What this task involves: Echo the listing below line for line with no changes, leaving the picture out of your reply.

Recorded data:
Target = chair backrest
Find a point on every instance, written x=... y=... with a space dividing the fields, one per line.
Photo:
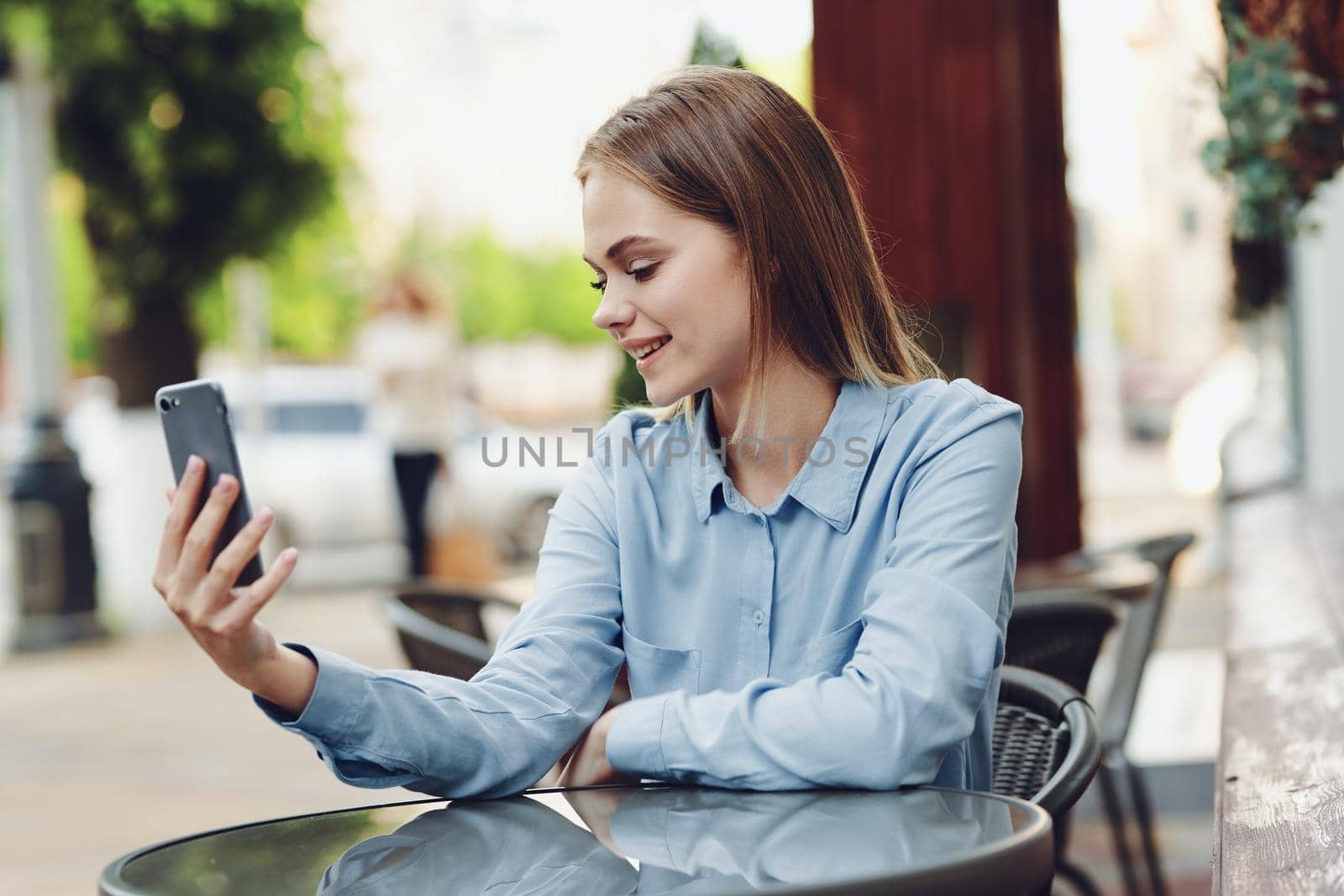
x=1137 y=634
x=1059 y=633
x=440 y=633
x=1047 y=746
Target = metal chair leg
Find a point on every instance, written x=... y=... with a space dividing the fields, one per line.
x=1110 y=799
x=1079 y=879
x=1142 y=812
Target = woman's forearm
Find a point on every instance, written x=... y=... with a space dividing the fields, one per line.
x=288 y=680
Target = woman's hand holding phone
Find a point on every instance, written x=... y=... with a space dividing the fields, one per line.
x=219 y=616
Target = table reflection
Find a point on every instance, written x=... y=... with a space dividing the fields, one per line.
x=669 y=840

Task output:
Target = chair backrest
Find a point on every instance, written x=... y=... with a space dividing the fields, one per line.
Photo:
x=1137 y=634
x=1059 y=633
x=440 y=633
x=1047 y=746
Target = metal chair leg
Find a point on every instance, written x=... y=... with a space dividing the fields, one per line.
x=1110 y=799
x=1079 y=879
x=1142 y=812
Target = woman's forearm
Find a point on every instance, written x=... y=... with a space dividing the fields, one per line.
x=288 y=680
Target = woman's hand holding phone
Find a point on every instance, written x=... y=... with a space dividing the fields, one per line.
x=219 y=616
Target = table reflection
Find a point on every instance, written x=... y=... with a space dividing the fields, one per line.
x=669 y=840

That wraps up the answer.